--- TRY IT ---
Restate the whole listing word for word, missing no line.
============================================================
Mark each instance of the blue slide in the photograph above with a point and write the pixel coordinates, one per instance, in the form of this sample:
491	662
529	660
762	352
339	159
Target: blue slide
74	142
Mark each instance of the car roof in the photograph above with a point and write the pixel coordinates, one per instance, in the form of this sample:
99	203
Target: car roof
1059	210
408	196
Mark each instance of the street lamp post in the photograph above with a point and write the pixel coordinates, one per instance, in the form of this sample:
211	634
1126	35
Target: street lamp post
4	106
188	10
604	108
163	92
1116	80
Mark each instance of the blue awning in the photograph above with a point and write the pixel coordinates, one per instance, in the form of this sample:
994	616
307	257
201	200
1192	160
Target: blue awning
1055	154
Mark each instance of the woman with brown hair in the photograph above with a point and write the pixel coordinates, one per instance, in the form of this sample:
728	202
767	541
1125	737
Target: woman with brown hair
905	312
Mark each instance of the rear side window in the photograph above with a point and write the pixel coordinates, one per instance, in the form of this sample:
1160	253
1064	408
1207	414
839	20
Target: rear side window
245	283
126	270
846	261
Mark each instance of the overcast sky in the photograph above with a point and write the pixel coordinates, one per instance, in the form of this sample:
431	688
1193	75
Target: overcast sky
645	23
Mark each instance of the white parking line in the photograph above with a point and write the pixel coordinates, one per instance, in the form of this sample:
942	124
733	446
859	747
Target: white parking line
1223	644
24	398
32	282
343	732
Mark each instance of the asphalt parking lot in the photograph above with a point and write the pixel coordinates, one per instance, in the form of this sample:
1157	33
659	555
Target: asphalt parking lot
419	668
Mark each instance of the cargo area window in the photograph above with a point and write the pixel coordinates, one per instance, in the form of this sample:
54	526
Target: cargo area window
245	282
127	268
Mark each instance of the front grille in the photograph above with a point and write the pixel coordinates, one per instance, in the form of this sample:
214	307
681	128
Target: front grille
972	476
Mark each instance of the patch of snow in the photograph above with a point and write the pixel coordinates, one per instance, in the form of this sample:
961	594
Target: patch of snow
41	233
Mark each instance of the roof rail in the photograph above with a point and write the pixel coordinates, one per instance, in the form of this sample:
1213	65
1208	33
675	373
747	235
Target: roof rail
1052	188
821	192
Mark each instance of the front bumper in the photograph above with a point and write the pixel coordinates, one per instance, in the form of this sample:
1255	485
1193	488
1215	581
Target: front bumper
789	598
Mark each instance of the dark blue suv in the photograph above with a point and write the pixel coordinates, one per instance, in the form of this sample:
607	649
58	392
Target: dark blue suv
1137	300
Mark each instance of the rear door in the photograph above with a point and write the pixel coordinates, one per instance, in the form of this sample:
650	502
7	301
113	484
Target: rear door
============================================================
--- RESPONSE TO THIS TASK ---
Mark each instance of the blue slide in the photograph above with a point and write the pixel coordinates, one per instance, in the form of this sample:
491	662
529	660
762	352
339	159
Target: blue slide
74	142
Mark each instance of the car roof in the photograph above with a point and write the pixel coordinates, one per instance, in the form of this sample:
99	203
Target: car roof
1059	210
408	196
Mark each instance of the street lamp post in the photograph above with a point and write the pixel coordinates, one per instance, in the form of this sample:
211	634
1126	35
Target: street lamp post
4	106
188	10
604	108
163	92
1116	80
Mark each instance of the blue awning in the photograph above with a point and write the pixel coordinates, one per instance, in the form of this sample:
994	616
307	257
201	200
1192	160
Target: blue awning
1055	154
Mark each instance of the woman with brown hair in the photograph above with a point and write the pixel coordinates, one per instance, in the form of this sample:
728	202
767	541
1125	737
Target: woman with brown hair
905	312
Mark each instance of the rear side window in the photograph above with a point and write the pixel coordinates, one per instance, in the form of this sample:
1160	253
1064	408
1207	414
839	20
Target: rear side window
245	283
126	270
846	261
Mark each instance of the overcast sky in the photograph above with a point and write the pixel coordinates, one per instance, in the form of this sample:
431	688
1193	75
Target: overcast sky
645	23
Mark each instance of the white parking line in the photograph above with a point and write the pixel coordinates, one per instance, in the form of this sample:
942	124
733	446
859	747
Target: white parking line
1223	644
24	398
32	282
343	732
Mark each instance of the asphalt parking lot in the photograph above with a point and write the pixel coordinates, one per instance, in the form of this sample:
1157	33
659	555
Target: asphalt parking lot
419	668
Mark each instance of the cargo area window in the photograph above with a point and write the pixel coordinates, one per instance, in the form of this sample:
54	526
Target: cargo area window
245	282
127	268
Mark each instance of the front grille in the photograph above with a point and write the pixel coordinates, one per instance, in the form of this sample:
214	307
681	128
Target: front grille
972	476
Mark each instance of the patch of snow in the photograph above with a point and write the pixel coordinates, one per instance, in the form of this sample:
961	594
Target: patch of snow
41	233
Mark each instance of the roof rail in the photograph above with a point and write the pixel coordinates, one per instance, in the form of this sample:
1213	65
1208	33
675	373
747	235
Target: roof rail
1052	188
821	192
Mark each instance of the front bumper in the photograph above with a point and write the pixel coordinates, one per instance, in the form of this sample:
1255	485
1193	488
1215	581
Target: front bumper
789	598
Mark each instance of the dark blue suv in the photograph above with a point and write the pixel coordinates, one per instance, in the form of this sample:
607	649
58	392
Target: dark blue suv
1137	300
Mark each instance of the rear door in the photograph above with a point and write the pixel coordinates, one per instance, in the form of this sample:
650	502
7	301
113	484
Target: rear door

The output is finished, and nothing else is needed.